** START Page **

The DP World Tour has teamed up with a crypto firm, Nexo, which is also sponsoring the new event played this week at Donald Trump’s Aberdeen course in Scotland, to award a cash prize to players who set a course record in any round on the circuit.
If you have a chance this weekend, tune into Golf Channel’s coverage of the US Women’s Am out at Bandon Dunes. The place just looks incredible on TV. I was supposed to visit for the first time in April 2020, and then the world fell apart. Still haven’t made it there. One day!
What a small world
I’m down in South Carolina for a bit, visiting some family here in Myrtle Beach. As it turned out, one of my in-laws’ best friends’ sons was in town with his family at the same time. So, we decided to tee it up. We wound up at Grande Dunes’ Member Course, a fun course I hadn’t yet played.
When we checked in, we were told a single had booked up to join us. You never know what you’re going to get with a single, and we were kind of surprised someone latched on at the last minute. But we’d make it work.
Turns out, the guy, who was a total stranger to us, went to high school with my mother-in-law and splits time between Myrtle Beach and a place about 20 minutes from my house. I know that Myrtle Beach is a magnet to East Coasters, but c’mon. He was a great guy, and we had a fabulous time.
Not too long ago, there was some very online discussion from some bro-golf podcast that lamented getting paired up with a random single at the golf course. Truly, it’s one of my favorite things about the game. I owe my life to golf in a lot of ways. I’ve met countless people and formed lifelong relationships with them because we spent 4 or 5 hours together on a golf course. My in-laws pretty much collectively love golf, and being part of their annual golf trip for the last two-ish decades has brought so much joy.
Knowingly or not, it takes a lot of guts to put yourself out there for public consumption and play golf with strangers. Doing it well, making friends and growing as a person in the process is a skill that can pay off in spades, either personally, professionally or both.
I realize that not everyone is so inclined to go a new place and meet new people and find that to be a good time. But if you can do it, you’ll be all the richer for it.

** END Page **

## Task 1
Translate this sentence from the golf column into Spanish: "When we checked in, we were told a single had booked up to join us."
## Task 2
In the golf column, transcribe the passage that opens with the words containing "When we checked" and closes with "make it work.".
## Task 3
Condense the golf column's paragraph beginning "Turns out, the guy" into a shorter version that keeps its main facts.
Rely only on the golf column for this work.

** START Entries shown **

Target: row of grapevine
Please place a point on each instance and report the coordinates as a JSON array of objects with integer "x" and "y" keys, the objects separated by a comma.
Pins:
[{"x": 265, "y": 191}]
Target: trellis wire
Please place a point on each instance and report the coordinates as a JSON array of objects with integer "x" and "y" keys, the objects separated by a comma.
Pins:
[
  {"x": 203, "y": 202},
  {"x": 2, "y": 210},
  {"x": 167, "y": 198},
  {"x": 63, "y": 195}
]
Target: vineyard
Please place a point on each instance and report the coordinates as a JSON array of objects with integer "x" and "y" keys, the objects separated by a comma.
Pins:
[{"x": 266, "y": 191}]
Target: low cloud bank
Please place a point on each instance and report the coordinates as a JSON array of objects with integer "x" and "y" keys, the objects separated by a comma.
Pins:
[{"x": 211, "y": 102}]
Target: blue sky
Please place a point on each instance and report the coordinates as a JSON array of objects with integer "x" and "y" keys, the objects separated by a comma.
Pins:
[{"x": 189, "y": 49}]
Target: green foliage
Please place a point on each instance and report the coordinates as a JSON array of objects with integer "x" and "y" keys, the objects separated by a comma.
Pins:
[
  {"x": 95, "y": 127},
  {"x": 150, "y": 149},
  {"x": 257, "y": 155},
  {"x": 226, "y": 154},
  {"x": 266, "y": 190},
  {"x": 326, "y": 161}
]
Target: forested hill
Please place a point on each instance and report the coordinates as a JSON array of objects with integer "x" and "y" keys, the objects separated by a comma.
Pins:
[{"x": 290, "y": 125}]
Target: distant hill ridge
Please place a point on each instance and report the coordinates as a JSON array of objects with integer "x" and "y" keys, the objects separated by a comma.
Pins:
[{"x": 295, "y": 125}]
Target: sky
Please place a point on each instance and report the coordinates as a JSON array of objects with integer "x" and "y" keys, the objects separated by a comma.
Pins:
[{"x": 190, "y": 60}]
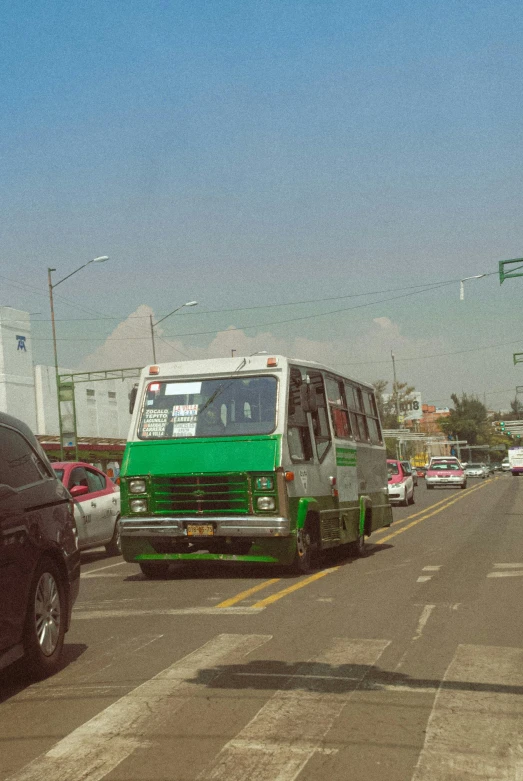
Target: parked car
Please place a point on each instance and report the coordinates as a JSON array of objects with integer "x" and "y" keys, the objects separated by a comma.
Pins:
[
  {"x": 39, "y": 557},
  {"x": 409, "y": 469},
  {"x": 475, "y": 470},
  {"x": 445, "y": 459},
  {"x": 443, "y": 473},
  {"x": 96, "y": 505},
  {"x": 400, "y": 483}
]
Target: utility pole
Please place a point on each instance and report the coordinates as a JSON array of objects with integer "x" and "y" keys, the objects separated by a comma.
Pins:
[{"x": 395, "y": 395}]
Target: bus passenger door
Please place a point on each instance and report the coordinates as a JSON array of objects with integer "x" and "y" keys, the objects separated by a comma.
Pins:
[{"x": 344, "y": 447}]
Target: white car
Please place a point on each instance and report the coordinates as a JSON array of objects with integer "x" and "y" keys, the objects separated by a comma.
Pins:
[{"x": 476, "y": 470}]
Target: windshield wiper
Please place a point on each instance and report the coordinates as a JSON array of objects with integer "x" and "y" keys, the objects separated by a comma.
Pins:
[{"x": 221, "y": 388}]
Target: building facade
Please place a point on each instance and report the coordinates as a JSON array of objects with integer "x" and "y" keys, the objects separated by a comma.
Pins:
[{"x": 28, "y": 392}]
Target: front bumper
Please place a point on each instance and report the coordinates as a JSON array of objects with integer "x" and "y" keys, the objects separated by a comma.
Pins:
[
  {"x": 397, "y": 492},
  {"x": 224, "y": 526},
  {"x": 446, "y": 481}
]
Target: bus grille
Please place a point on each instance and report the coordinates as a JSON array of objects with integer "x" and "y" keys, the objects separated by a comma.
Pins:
[
  {"x": 330, "y": 529},
  {"x": 201, "y": 494}
]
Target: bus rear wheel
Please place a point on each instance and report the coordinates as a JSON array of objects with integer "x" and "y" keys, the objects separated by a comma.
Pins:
[{"x": 306, "y": 547}]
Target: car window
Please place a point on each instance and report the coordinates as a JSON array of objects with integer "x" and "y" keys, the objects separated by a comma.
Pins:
[
  {"x": 19, "y": 463},
  {"x": 78, "y": 476},
  {"x": 95, "y": 480}
]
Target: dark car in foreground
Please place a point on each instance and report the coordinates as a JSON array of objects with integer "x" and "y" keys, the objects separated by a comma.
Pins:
[{"x": 39, "y": 557}]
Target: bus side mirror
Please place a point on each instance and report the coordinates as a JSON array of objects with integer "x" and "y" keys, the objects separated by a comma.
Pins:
[
  {"x": 132, "y": 398},
  {"x": 308, "y": 398}
]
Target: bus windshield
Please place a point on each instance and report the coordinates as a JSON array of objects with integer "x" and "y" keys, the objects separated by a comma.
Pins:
[{"x": 228, "y": 406}]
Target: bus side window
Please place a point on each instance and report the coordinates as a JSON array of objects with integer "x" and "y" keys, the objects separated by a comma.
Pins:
[
  {"x": 338, "y": 408},
  {"x": 320, "y": 423},
  {"x": 298, "y": 434}
]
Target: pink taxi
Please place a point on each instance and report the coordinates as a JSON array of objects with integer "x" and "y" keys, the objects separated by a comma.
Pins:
[{"x": 401, "y": 483}]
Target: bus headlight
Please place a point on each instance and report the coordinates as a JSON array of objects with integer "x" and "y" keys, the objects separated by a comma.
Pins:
[
  {"x": 137, "y": 486},
  {"x": 265, "y": 503},
  {"x": 265, "y": 483},
  {"x": 138, "y": 505}
]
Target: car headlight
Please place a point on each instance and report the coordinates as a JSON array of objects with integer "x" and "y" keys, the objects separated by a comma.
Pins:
[
  {"x": 265, "y": 503},
  {"x": 138, "y": 505},
  {"x": 137, "y": 486}
]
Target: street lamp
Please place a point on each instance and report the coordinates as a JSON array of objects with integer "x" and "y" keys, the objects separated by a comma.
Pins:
[
  {"x": 462, "y": 286},
  {"x": 153, "y": 325},
  {"x": 100, "y": 259}
]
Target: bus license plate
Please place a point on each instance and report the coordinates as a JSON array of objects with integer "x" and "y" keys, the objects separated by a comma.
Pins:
[{"x": 200, "y": 530}]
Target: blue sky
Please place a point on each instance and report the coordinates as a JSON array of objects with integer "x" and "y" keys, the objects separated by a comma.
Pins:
[{"x": 255, "y": 153}]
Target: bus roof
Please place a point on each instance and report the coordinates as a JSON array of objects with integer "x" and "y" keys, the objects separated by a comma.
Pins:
[{"x": 238, "y": 364}]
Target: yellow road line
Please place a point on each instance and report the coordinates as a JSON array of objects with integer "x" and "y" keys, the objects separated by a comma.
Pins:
[
  {"x": 245, "y": 594},
  {"x": 436, "y": 504},
  {"x": 294, "y": 587},
  {"x": 429, "y": 515}
]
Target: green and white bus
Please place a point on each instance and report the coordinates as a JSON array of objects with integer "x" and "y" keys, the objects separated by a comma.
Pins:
[{"x": 264, "y": 459}]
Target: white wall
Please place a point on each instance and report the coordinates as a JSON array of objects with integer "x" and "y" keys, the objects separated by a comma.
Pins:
[
  {"x": 102, "y": 408},
  {"x": 17, "y": 392},
  {"x": 29, "y": 392}
]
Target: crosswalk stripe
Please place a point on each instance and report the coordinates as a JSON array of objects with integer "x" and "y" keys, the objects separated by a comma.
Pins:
[
  {"x": 287, "y": 731},
  {"x": 102, "y": 743},
  {"x": 474, "y": 731}
]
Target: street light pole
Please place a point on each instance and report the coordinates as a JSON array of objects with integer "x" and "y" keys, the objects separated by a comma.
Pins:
[
  {"x": 100, "y": 259},
  {"x": 462, "y": 286},
  {"x": 395, "y": 394},
  {"x": 153, "y": 325}
]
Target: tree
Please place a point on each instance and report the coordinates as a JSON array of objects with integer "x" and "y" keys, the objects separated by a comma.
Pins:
[
  {"x": 517, "y": 408},
  {"x": 467, "y": 420},
  {"x": 387, "y": 402}
]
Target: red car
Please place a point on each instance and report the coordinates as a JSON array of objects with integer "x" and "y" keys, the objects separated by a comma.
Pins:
[{"x": 96, "y": 505}]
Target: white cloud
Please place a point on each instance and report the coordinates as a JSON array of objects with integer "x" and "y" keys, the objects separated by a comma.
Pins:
[{"x": 365, "y": 353}]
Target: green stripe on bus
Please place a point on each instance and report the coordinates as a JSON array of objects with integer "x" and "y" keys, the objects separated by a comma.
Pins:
[{"x": 345, "y": 456}]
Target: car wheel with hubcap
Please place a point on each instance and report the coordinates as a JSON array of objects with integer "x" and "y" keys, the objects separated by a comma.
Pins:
[{"x": 46, "y": 619}]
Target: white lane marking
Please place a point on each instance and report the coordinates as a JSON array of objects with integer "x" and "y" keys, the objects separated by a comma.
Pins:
[
  {"x": 93, "y": 750},
  {"x": 425, "y": 615},
  {"x": 88, "y": 575},
  {"x": 509, "y": 566},
  {"x": 475, "y": 727},
  {"x": 99, "y": 569},
  {"x": 296, "y": 719},
  {"x": 182, "y": 611},
  {"x": 509, "y": 574}
]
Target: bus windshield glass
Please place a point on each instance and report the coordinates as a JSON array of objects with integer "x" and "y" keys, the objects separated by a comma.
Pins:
[{"x": 228, "y": 406}]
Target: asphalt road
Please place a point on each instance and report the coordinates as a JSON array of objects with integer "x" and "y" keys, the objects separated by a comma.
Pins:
[{"x": 404, "y": 665}]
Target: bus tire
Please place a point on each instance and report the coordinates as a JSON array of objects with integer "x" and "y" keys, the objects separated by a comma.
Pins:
[
  {"x": 154, "y": 570},
  {"x": 306, "y": 545}
]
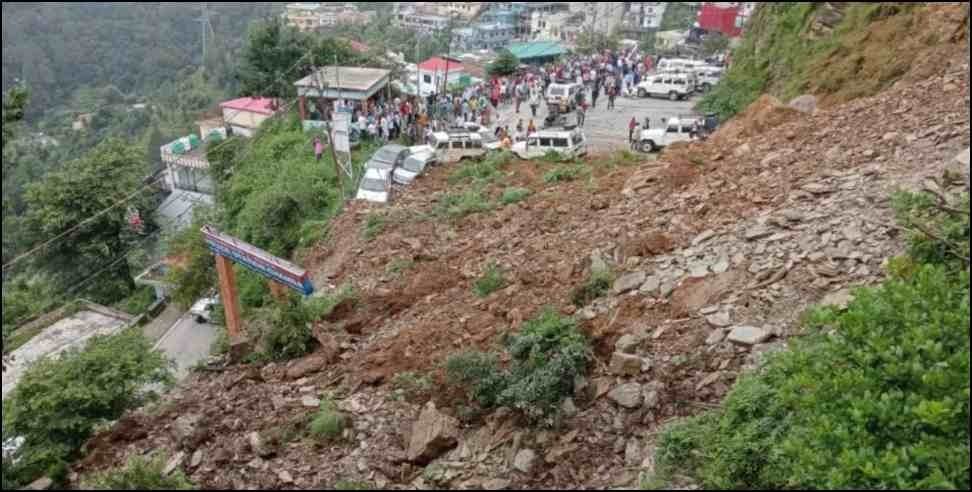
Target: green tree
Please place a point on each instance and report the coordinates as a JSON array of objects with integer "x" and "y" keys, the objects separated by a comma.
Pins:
[
  {"x": 14, "y": 102},
  {"x": 506, "y": 64},
  {"x": 272, "y": 50},
  {"x": 59, "y": 402},
  {"x": 75, "y": 199}
]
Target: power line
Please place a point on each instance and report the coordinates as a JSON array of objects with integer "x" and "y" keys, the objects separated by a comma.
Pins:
[{"x": 129, "y": 198}]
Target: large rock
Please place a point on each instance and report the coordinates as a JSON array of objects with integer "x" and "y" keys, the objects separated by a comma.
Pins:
[
  {"x": 627, "y": 395},
  {"x": 625, "y": 365},
  {"x": 524, "y": 461},
  {"x": 748, "y": 336},
  {"x": 311, "y": 364},
  {"x": 260, "y": 446},
  {"x": 432, "y": 435},
  {"x": 629, "y": 282},
  {"x": 805, "y": 104},
  {"x": 191, "y": 431}
]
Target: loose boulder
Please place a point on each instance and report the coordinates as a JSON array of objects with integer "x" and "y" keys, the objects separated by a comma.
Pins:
[{"x": 432, "y": 435}]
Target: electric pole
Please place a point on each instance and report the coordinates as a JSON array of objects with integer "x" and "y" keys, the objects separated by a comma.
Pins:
[{"x": 207, "y": 28}]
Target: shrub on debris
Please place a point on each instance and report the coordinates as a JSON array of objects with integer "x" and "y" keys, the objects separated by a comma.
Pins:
[{"x": 546, "y": 356}]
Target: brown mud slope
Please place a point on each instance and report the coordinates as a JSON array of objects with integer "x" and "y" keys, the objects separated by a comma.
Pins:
[{"x": 712, "y": 236}]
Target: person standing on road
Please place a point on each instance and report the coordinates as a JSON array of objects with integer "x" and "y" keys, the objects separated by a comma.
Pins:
[
  {"x": 535, "y": 102},
  {"x": 318, "y": 149}
]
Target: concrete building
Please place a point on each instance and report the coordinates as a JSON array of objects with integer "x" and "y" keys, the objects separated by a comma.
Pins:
[
  {"x": 309, "y": 17},
  {"x": 434, "y": 73}
]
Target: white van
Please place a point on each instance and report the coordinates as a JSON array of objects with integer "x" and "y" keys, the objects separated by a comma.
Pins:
[
  {"x": 376, "y": 186},
  {"x": 675, "y": 130},
  {"x": 675, "y": 87},
  {"x": 569, "y": 144},
  {"x": 458, "y": 146},
  {"x": 559, "y": 95}
]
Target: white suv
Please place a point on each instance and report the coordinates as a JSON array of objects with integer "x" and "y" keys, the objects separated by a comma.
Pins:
[{"x": 673, "y": 86}]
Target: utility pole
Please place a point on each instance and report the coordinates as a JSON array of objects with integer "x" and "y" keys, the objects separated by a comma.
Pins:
[{"x": 207, "y": 28}]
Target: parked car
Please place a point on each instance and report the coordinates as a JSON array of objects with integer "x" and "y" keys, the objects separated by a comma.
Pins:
[
  {"x": 376, "y": 186},
  {"x": 675, "y": 130},
  {"x": 204, "y": 309},
  {"x": 567, "y": 143},
  {"x": 413, "y": 167},
  {"x": 673, "y": 86},
  {"x": 388, "y": 158}
]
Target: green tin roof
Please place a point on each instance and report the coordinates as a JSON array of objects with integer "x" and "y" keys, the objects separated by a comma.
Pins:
[{"x": 540, "y": 49}]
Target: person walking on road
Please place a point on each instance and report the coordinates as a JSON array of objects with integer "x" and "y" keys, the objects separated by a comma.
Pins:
[
  {"x": 534, "y": 102},
  {"x": 318, "y": 149}
]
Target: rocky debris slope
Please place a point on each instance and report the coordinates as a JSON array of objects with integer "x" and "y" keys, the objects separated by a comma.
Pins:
[{"x": 719, "y": 247}]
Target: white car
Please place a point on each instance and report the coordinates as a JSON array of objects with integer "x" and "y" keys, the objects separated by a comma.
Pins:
[
  {"x": 204, "y": 308},
  {"x": 569, "y": 144},
  {"x": 673, "y": 86},
  {"x": 376, "y": 186},
  {"x": 413, "y": 167},
  {"x": 675, "y": 130}
]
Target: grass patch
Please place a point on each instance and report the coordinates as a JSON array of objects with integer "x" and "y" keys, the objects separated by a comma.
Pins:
[
  {"x": 565, "y": 173},
  {"x": 514, "y": 195},
  {"x": 412, "y": 387},
  {"x": 329, "y": 423},
  {"x": 455, "y": 206},
  {"x": 546, "y": 356},
  {"x": 492, "y": 280},
  {"x": 374, "y": 226},
  {"x": 597, "y": 285},
  {"x": 141, "y": 473}
]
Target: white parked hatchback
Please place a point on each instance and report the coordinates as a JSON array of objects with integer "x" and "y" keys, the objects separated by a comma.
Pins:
[{"x": 376, "y": 186}]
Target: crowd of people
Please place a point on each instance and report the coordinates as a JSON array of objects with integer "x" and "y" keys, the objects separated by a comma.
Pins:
[{"x": 610, "y": 74}]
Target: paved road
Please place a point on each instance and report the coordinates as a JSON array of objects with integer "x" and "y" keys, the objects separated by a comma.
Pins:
[
  {"x": 187, "y": 343},
  {"x": 607, "y": 130}
]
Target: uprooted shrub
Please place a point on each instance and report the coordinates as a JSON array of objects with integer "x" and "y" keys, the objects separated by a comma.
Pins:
[
  {"x": 546, "y": 356},
  {"x": 140, "y": 473}
]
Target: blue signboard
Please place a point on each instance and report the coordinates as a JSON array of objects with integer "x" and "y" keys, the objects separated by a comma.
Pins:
[{"x": 259, "y": 261}]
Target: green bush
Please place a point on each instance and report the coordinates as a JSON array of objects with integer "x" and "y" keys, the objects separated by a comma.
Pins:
[
  {"x": 141, "y": 473},
  {"x": 329, "y": 423},
  {"x": 412, "y": 386},
  {"x": 492, "y": 280},
  {"x": 565, "y": 173},
  {"x": 514, "y": 195},
  {"x": 59, "y": 402},
  {"x": 596, "y": 286},
  {"x": 876, "y": 397},
  {"x": 547, "y": 355},
  {"x": 290, "y": 335}
]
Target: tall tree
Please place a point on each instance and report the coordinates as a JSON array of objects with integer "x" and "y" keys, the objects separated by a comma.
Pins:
[
  {"x": 66, "y": 199},
  {"x": 274, "y": 53}
]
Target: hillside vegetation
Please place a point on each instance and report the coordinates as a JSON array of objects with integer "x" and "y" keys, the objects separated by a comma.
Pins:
[{"x": 838, "y": 52}]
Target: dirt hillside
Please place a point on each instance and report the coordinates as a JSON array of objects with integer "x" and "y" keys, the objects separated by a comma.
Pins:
[{"x": 740, "y": 234}]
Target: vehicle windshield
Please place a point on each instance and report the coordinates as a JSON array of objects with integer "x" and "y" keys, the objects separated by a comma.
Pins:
[
  {"x": 370, "y": 184},
  {"x": 413, "y": 166}
]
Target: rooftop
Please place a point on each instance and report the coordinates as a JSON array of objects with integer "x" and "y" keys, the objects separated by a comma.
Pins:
[
  {"x": 437, "y": 64},
  {"x": 344, "y": 78},
  {"x": 259, "y": 105},
  {"x": 540, "y": 49}
]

** END Entries shown **

## Complete response 1
Cuando nos registramos, nos dijeron que un jugador solo había reservado para unirse a nosotros.

## Complete response 2
When we checked in, we were told a single had booked up to join us. You never know what you’re going to get with a single, and we were kind of surprised someone latched on at the last minute. But we’d make it work.

## Complete response 3
The single was a stranger to the group. He had gone to high school with the writer's mother-in-law. He splits his time between Myrtle Beach and a place about 20 minutes from the writer's house. He was a great guy, and the round was a fabulous time.